### Texte à lire
---+---

Un gameplay éprouvé, mais efficace
En parlant de réalisme, la démo que nous avons eue en main permet justement de mettre en avant de jolis tableaux aux semblants d’aquarelle. Le titre y trouve un véritable cachet, sans tomber dans la surenchère visuelle. L’écran-titre se pare d’ailleurs d’un bel encadré mettant en avant Céline et César, entourés de figures historiques réelles telles que Louis XVI, le marquis de La Fayette, Robespierre ou encore Danton. Afin d’accentuer l’effet dystopique de la situation, les développeurs ont introduit des méchas en jeu.
Sans doute dans le but de ne pas rendre l’expérience trop proche de la réalité, précisément. S’engage alors le premier combat, avec notamment l’utilisation du Colosse. Peut-être est-ce une mode qu’a lancé le jeu Steelrising lors de sa sortie en 2022, mais il semblerait que rendre la Révolution française bien plus technologique qu’elle ne l’était a le vent en poupe. Le Colosse est donc l’incarnation mécanique et robotique d’un super-soldat, composant le cœur névralgique de vos troupes. Ses mouvements plus amples et ses attaques plus ravageuses sont un sacré atout en combat, mais notre golem de métal n’est pas invincible pour autant. Et heureusement, sans quoi l’intérêt stratégique aurait perdu de sa valeur.
Tout est jouable à la simple souris, sans mobiliser le clavier. Chaque action s’effectue d’un simple clic et une ellipse temporelle permet même d’avancer le temps afin de zapper quelques animations parfois longuettes, notamment entre deux tours de jeu. Avec une maniabilité aussi accessible, on peut en effet combattre avec des unités incluant des soldats comme des paysans. Le gameplay sera identique. Un éclectisme appuyant l’état de désordre dans lequel se trouve le royaume de France au moment où vous prendrez parti pour votre frère. Vous pourrez bien entendu recruter de nouvelles factions, ainsi que divers lieutenants, afin de composer votre armée et la rendre la plus efficace possible. Efficace ? Mais dans quel but ?

---+---

### Exercices à faire
1) Recopiez le passage du texte sur le jeu qui commence par les mots contenant "Tout est jouable" et se termine par "dans quel but ?".
2) D'après le texte sur le jeu, pourquoi les développeurs ont-ils mis des méchas dans le jeu ? Répondez en une à trois phrases.
Les enregistrements forment un matériau à part, sans lien avec le texte sur le jeu.

### Lignes de données
---+---

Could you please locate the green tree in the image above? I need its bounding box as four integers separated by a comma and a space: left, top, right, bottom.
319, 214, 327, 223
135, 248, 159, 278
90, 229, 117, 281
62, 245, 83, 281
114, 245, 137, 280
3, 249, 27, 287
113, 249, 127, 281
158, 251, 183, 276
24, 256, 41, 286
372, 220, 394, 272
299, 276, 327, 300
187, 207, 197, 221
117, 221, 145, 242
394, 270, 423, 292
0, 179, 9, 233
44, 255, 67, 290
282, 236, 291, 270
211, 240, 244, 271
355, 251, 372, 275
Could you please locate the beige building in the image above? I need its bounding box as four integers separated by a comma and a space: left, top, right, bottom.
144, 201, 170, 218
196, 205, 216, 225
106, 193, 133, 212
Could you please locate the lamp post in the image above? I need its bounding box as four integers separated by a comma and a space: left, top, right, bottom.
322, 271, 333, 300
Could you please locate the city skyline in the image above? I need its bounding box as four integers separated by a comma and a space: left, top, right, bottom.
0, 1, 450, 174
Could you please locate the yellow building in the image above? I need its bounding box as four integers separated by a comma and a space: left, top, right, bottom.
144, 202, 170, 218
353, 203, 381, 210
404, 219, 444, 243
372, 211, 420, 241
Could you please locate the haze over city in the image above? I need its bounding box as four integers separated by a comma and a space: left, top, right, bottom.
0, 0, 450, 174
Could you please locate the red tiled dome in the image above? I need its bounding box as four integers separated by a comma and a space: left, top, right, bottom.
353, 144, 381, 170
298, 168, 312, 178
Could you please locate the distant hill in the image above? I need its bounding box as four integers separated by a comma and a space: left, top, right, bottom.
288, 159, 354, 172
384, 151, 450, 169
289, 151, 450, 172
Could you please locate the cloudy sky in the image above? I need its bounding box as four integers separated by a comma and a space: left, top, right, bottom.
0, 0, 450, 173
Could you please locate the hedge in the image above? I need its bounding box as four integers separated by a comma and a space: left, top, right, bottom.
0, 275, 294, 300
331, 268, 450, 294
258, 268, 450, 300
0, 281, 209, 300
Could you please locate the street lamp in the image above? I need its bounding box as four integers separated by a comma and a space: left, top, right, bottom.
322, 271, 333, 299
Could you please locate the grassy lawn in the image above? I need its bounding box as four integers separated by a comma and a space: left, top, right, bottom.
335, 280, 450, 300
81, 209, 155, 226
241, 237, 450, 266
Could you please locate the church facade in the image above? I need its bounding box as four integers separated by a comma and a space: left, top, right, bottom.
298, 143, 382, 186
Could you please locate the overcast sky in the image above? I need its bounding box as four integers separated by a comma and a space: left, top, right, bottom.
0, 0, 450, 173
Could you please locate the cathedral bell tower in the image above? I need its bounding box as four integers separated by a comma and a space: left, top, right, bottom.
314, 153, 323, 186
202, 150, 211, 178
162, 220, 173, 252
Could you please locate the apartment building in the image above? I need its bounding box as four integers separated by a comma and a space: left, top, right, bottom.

---+---

### Réponses par exercice
1)
Tout est jouable à la simple souris, sans mobiliser le clavier. Chaque action s’effectue d’un simple clic et une ellipse temporelle permet même d’avancer le temps afin de zapper quelques animations parfois longuettes, notamment entre deux tours de jeu. Avec une maniabilité aussi accessible, on peut en effet combattre avec des unités incluant des soldats comme des paysans. Le gameplay sera identique. Un éclectisme appuyant l’état de désordre dans lequel se trouve le royaume de France au moment où vous prendrez parti pour votre frère. Vous pourrez bien entendu recruter de nouvelles factions, ainsi que divers lieutenants, afin de composer votre armée et la rendre la plus efficace possible. Efficace ? Mais dans quel but ?

2) Les développeurs ont ajouté des méchas pour accentuer l'effet dystopique de la situation. Le texte ajoute que c'était sans doute aussi pour éviter que l'expérience soit trop proche de la réalité.